- **WHAT IS EXPECTED**:
Print each entry word for word.

Items from a dataset:
.....

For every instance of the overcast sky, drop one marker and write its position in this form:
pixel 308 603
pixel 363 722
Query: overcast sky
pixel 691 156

.....

- **SOLUTION TO THE PROBLEM**:
For every instance of the overcast sky, drop one marker and write its position in this form:
pixel 308 603
pixel 363 722
Query: overcast sky
pixel 691 156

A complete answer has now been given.